__Task__.
In the entries below, the word "panel" appears on some lines. Copy each of those lines.

(Saved entries)
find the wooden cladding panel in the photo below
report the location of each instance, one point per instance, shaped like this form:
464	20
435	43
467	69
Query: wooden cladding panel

__Task response__.
find the wooden cladding panel in the photo below
Query: wooden cladding panel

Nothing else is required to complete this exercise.